#### What is required:
Each entry that follows must be output without any deviation.

#### Data for this exercise:

──────────

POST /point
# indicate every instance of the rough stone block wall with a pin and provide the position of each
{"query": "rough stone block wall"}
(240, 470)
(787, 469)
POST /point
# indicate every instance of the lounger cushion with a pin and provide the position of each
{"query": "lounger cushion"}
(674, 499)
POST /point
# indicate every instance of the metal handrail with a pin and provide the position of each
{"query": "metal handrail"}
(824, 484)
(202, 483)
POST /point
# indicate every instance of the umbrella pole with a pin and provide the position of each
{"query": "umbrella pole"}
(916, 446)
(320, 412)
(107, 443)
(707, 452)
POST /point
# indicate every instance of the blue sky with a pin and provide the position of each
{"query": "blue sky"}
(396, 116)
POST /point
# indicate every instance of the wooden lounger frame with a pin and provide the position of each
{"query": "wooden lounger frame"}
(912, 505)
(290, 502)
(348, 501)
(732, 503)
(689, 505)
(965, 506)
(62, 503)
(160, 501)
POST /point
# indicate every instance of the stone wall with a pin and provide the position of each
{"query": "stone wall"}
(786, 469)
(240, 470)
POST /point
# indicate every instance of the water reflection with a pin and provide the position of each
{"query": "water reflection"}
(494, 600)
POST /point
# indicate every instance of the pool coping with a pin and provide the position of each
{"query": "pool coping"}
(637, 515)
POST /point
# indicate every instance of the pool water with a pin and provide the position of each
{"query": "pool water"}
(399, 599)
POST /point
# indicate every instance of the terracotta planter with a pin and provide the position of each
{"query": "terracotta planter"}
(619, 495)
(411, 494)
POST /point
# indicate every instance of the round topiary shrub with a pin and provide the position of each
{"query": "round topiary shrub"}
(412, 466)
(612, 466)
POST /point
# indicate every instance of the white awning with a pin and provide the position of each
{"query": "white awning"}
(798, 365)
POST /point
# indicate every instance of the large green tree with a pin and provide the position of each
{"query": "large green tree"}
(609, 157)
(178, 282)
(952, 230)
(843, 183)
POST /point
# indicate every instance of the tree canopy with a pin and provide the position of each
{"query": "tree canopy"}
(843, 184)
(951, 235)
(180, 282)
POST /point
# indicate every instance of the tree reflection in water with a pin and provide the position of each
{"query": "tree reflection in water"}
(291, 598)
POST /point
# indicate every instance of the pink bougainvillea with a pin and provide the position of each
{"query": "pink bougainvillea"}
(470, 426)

──────────

#### Final result:
POST /point
# indicate every instance of the rough stone block wall with a pin and provide the position of each
{"query": "rough stone block wall"}
(240, 470)
(787, 469)
POST /point
# indicate every instance of the lounger cushion with a pin and provide the position of each
{"query": "lounger cushion"}
(674, 499)
POST /point
# indicate every instance of the metal handrail with a pin and provide the position of each
{"query": "metal handrail"}
(824, 484)
(202, 483)
POST /point
# indicate every instance of the umbrella pole with a pin and provide the position of each
{"query": "umbrella pole"}
(916, 446)
(320, 412)
(107, 443)
(707, 452)
POST /point
# indicate every instance of the blue sky with a pin and provide the position of each
{"query": "blue sky"}
(396, 116)
POST /point
# indicate every instance of the wooden lounger frame with a pin and provide the position of each
{"query": "wooden lounger frame"}
(912, 505)
(290, 502)
(348, 501)
(732, 503)
(689, 505)
(965, 506)
(62, 503)
(160, 501)
POST /point
# indicate every instance of the stone wall with a pin and provide the position of each
{"query": "stone wall"}
(786, 469)
(240, 470)
POST /point
# indicate every instance of the water reflection with a pin and provide the position of each
{"query": "water reflection"}
(494, 600)
POST /point
# indicate every instance of the pool coping with a pin and provide the position of each
{"query": "pool coping"}
(637, 515)
POST /point
# indicate every instance of the pool water with a pin and provide the position of each
{"query": "pool water"}
(399, 599)
POST /point
# indicate every instance of the terracotta planter with a pin and provide the position of each
{"query": "terracotta planter"}
(619, 495)
(411, 494)
POST /point
# indicate every instance of the round topiary shrub with a pin and provide the position of each
{"query": "round topiary shrub"}
(412, 466)
(612, 466)
POST /point
# indicate every instance of the white awning with a pin and provide the position of each
{"query": "white awning"}
(798, 365)
POST /point
# indicate every instance of the large green tree with a pin and provide the position of each
{"query": "large green tree"}
(609, 157)
(178, 282)
(952, 230)
(843, 183)
POST /point
# indicate every instance of the tree canopy with a pin and provide the position of each
{"query": "tree canopy"}
(843, 184)
(951, 235)
(180, 282)
POST /point
# indicate every instance of the tree reflection in water with a pin and provide the position of each
{"query": "tree reflection in water"}
(291, 598)
POST /point
# indicate every instance of the pink bougainvillea with a pin and provide the position of each
{"query": "pink bougainvillea"}
(470, 426)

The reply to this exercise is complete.